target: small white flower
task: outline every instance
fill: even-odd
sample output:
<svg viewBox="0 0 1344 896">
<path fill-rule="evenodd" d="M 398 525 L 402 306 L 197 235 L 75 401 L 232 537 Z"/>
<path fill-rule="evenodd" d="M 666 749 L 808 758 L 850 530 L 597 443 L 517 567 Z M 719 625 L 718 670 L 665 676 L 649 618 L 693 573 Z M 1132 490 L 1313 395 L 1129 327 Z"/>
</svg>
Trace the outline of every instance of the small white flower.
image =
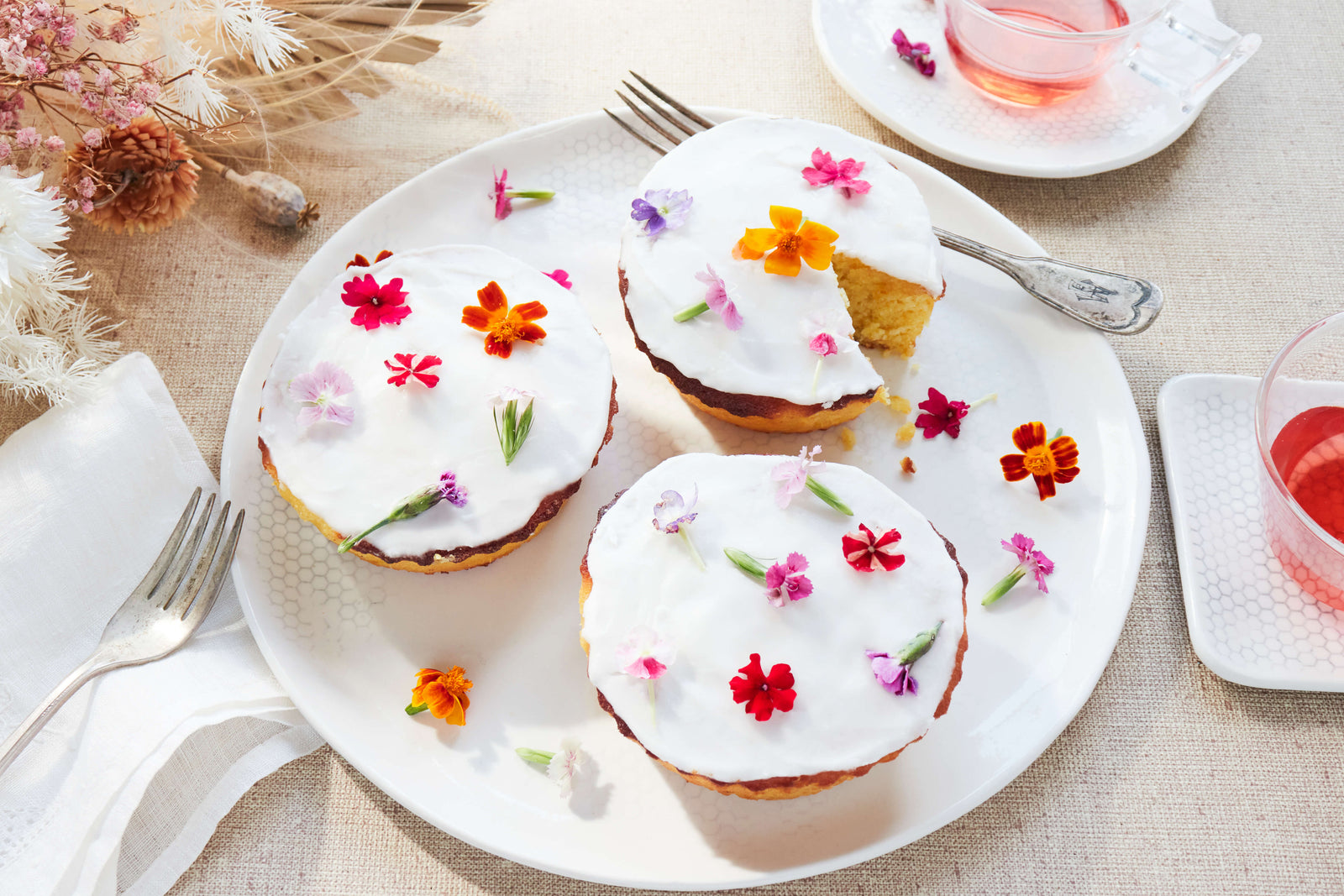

EXERCISE PROMPT: Rewrite every line of the material above as a numbered list, skipping any blank lines. Leave the pictures out of your answer.

WRITTEN SOLUTION:
1. target: small white flower
2. task: outline every instance
3. fill: even-odd
4. sample output:
5. <svg viewBox="0 0 1344 896">
6. <path fill-rule="evenodd" d="M 398 525 L 402 306 L 197 235 L 75 401 L 232 537 Z"/>
7. <path fill-rule="evenodd" d="M 666 749 L 808 758 L 850 530 L 597 443 L 517 567 Z M 719 625 L 718 670 L 665 676 L 649 618 L 693 573 Z M 1132 490 L 1313 395 L 1129 327 Z"/>
8. </svg>
9. Trace the outline of every instance of the small white flower.
10. image =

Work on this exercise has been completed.